Directions => Rewrite these items as a numbered list, leaving out any blank lines.

Material provided =>
┄┄┄┄┄┄┄┄┄┄

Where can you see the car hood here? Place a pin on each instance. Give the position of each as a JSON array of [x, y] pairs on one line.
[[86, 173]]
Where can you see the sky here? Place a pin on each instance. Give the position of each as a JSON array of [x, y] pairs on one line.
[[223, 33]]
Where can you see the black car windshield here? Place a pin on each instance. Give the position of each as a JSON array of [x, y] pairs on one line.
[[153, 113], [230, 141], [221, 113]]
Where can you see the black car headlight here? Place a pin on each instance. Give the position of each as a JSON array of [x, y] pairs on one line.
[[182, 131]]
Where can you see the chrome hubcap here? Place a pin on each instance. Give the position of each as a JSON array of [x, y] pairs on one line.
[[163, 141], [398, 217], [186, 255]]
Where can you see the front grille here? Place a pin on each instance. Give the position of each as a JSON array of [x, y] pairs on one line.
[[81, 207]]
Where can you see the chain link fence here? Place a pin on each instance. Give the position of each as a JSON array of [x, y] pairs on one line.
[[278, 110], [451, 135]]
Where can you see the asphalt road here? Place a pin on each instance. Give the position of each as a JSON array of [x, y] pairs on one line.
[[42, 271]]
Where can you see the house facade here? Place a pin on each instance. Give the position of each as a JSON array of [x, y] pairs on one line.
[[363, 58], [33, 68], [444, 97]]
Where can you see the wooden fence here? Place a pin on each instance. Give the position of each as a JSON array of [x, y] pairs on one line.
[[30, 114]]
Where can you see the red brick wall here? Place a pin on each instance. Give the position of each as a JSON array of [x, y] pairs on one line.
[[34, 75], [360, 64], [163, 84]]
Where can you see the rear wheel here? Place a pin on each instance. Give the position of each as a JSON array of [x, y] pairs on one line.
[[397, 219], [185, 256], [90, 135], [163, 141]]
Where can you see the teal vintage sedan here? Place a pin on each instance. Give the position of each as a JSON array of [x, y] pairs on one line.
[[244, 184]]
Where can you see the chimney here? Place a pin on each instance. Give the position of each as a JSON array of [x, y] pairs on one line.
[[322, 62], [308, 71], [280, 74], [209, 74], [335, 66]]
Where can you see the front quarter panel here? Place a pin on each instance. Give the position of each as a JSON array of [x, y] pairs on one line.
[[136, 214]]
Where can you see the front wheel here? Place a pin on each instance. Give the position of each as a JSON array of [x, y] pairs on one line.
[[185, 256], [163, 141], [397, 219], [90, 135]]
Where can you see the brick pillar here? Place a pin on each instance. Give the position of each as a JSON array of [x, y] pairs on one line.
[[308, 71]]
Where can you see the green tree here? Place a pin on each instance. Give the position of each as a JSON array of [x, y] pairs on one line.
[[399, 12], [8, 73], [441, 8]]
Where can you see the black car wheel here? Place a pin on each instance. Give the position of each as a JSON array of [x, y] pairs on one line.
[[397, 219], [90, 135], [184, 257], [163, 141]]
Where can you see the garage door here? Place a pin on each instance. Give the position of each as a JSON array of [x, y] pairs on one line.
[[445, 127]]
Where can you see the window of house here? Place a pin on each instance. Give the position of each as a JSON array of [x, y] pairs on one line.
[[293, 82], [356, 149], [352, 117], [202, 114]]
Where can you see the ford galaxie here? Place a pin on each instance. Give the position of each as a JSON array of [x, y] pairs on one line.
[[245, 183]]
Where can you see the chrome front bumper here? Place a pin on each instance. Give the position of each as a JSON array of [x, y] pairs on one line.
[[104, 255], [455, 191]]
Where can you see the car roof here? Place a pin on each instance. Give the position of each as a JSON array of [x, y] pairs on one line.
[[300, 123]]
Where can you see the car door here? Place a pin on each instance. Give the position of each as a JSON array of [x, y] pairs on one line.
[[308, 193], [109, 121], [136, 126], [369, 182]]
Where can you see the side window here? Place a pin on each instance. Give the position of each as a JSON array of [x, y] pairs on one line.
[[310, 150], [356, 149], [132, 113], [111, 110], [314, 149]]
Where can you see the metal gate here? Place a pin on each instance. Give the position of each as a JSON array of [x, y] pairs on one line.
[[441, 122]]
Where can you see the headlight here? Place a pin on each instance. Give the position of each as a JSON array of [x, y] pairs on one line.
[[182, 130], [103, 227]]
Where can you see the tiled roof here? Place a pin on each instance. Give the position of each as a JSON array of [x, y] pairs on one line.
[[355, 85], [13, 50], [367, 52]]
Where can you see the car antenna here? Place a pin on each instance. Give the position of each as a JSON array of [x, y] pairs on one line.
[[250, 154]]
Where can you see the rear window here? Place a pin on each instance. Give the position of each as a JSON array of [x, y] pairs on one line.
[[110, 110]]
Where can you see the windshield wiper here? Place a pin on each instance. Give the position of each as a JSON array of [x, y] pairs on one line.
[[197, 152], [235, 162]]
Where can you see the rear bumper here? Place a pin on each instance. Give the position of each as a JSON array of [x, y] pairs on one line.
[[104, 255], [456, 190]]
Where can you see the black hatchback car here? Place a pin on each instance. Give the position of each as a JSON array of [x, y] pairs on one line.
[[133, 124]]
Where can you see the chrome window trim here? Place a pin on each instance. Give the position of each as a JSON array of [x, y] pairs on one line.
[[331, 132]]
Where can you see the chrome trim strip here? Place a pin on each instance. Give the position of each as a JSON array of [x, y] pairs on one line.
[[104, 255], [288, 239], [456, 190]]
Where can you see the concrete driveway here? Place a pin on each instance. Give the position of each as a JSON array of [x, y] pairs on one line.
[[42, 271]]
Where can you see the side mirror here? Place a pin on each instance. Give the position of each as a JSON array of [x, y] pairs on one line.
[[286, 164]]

┄┄┄┄┄┄┄┄┄┄

Written answer =>
1. Where can you see the car hood here? Place a pin on each instance. Give the position of each as a JSON array of [x, y] pairs on one line.
2. [[86, 173]]
3. Where can you see the sky here? Place a pin on each instance. Give the position of each as a JSON array of [x, y] pairs on one line.
4. [[223, 33]]
5. Where can you see the black car windshield here? Place a pin on each instance. Give the position of each as a JSON array of [x, y] pairs on one line.
6. [[153, 113], [230, 141], [221, 113]]
7. Where can you see the black car headlight here? Place a pin on each instance. Give the position of each as a JSON array of [x, y] pairs on one line.
8. [[182, 131]]
9. Where can you see the chrome hubcap here? Place a pin on each instance. Give the position of each as a JSON array of [x, y] pairs on one line.
10. [[163, 141], [398, 217], [186, 255]]
11. Where can you see the front grille here? Place a pin on each instance. Give the position of each as a JSON array of [x, y] pairs on one line.
12. [[81, 207]]
13. Where can you see the chain link fence here? Place a pin on each instance. Give the position of each as a JSON array of [x, y] pairs on one line.
14. [[278, 110], [451, 135]]
15. Where can you see the asphalt road here? Place a pin on each instance. Give the position of each as a JSON array of [x, y] pairs on one line.
16. [[42, 271]]
17. Where can you see the house facade here? Place a pin on each instance. Give the position of each as a JSON array of [x, y] pairs on one line.
18. [[363, 58], [33, 68], [444, 97]]
19. Where can you see the wooden fence here? Place a pin on each instance. Give the position of each as a JSON array of [x, y] pairs on one line.
20. [[30, 114]]
21. Where can you see the red brick wall here? Place a pin on each instance. Give the position of each as a JSON array of [x, y] pairs on one line.
22. [[34, 75], [360, 64], [163, 84]]
23. Where can you see the rear wheel here? Place a pin on each instance. Give the position of each as a JSON array of [x, y] pairs on one line.
24. [[397, 219], [185, 256], [90, 135], [163, 141]]
25. Where can you see the teal vintage sedan here? Place a pin on each instance. Give the position of each as a JSON array of [x, y] pairs on one line.
26. [[244, 184]]
27. Where can you see the chimney here? Place a pin on each instance. Give the position of each as a JSON array of [x, y] pairs on one line.
28. [[322, 62], [308, 71], [280, 74], [209, 74], [335, 66]]
29. Where can you see the front quarter panel here? Place a pin on each instance. Give the position of each as a JSON array of [x, y] pairs on one line.
30. [[136, 214]]
31. Where can you see the front wheel here? Place a pin on each instance. Give the position of each as a JSON array of [x, y] pairs on one line.
32. [[185, 256], [163, 141], [397, 219], [90, 135]]
33. Where can you see the brick pillar here? Place a pin on each instance. Give the position of each as a JSON array of [x, y] pairs on one line.
34. [[308, 71]]
35. Where can you see the green tree here? Place a pin on each instance. Give the position of each as a JSON array of [x, y] pairs on one line.
36. [[399, 12], [8, 73], [441, 8]]
37. Where can you see the black car wheel here? Place a pin on each instance. Give the position of each as a JSON array of [x, y] pairs on one line.
38. [[397, 219], [90, 135], [184, 257], [163, 141]]
39. Where can you see the garage door here? Place a pin on each instance. Give the position of each as a JSON array of [x, y] pairs on one line.
40. [[445, 127]]
41. Where can you see the window of house here? Place a pin on each instance. Give the position of each as a JSON array of [x, y] pairs on one line.
42. [[293, 82], [356, 149], [352, 117], [202, 114]]
43. Where can you see the ford galaxie here? Place a pin on each instance. Give the position of each as a JSON array of [x, y] pairs on one line.
44. [[245, 183]]
45. Where can you see the chrome front bumper here? Place a pin on each instance. Give the position of each as a JSON array of [x, y] pairs on one line.
46. [[104, 255], [455, 191]]
47. Where can you see the car roof here? Place a pin on each instance. Give the position of each as a JSON array of [x, y] pairs on one line.
48. [[300, 123]]
49. Where can you see the car door here? Place a pin on each instance. Give the position of each as a JSON array of [x, y] pairs on one line.
50. [[308, 193], [109, 121], [136, 126], [369, 182]]
51. Where can you see the side window here? Place a pin on each instance. Give the position of each as a JSON array of [x, y] pairs on one line.
52. [[310, 150], [356, 149], [132, 113], [111, 110], [314, 149]]
53. Where can you see the metal gate here? Place a pin on each instance. Give the position of each as a JSON array of [x, y] pairs on one line.
54. [[441, 122]]
55. Where can you see the headlight here? Place a pin on each instance. Give the position of each as a JSON array of [x, y] pairs on one line.
56. [[182, 130], [103, 227]]
57. Where can you see the tiled roof here? Place a pin on each instance. Give the position of each as a JSON array of [x, y] pairs on one line.
58. [[355, 85], [13, 50], [367, 52]]
59. Where can you see the car antenna here? Place a pin on each instance. Give the position of each as a JSON array of [x, y] pairs on one line.
60. [[250, 154]]
61. Where can you see the rear window here? Place a pin on each instance. Give the position of each as a JSON array of [x, y] pairs on one line.
62. [[110, 110]]
63. Where can you see the windshield wiper here? Place a pin on each instance. Give the position of each as a JSON array of [x, y] pairs on one line.
64. [[197, 152], [235, 162]]
65. Where can you see the rear bumper here? Place a pin on each instance. Give the position of each as a JSON array of [x, y] pairs on one line.
66. [[104, 255], [456, 190]]
67. Where can you see the black hatchback car here? Place a pin on each instance. Give the position of each as a JSON array of [x, y] pairs on one line.
68. [[133, 124]]
69. Where can you see the chrome window trim here? Place a pin on each instance. Give the position of each as a JSON array of [x, y] pairs on one line.
70. [[331, 132]]
71. Where can you see the chrome trim strip here? Place a pin on each instance. Give the position of each as a JSON array of [x, y] pairs on one line.
72. [[104, 255], [288, 239], [456, 190]]
73. Where can you see the concrete driveway here? Place a pin on each instance. Give the position of each as a JSON array of [x, y] pairs on one line.
74. [[42, 271]]
75. Where can you see the side mirror here? Place a pin on each instance. Give the position of each as a JSON array of [x, y] pairs on one line.
76. [[286, 164]]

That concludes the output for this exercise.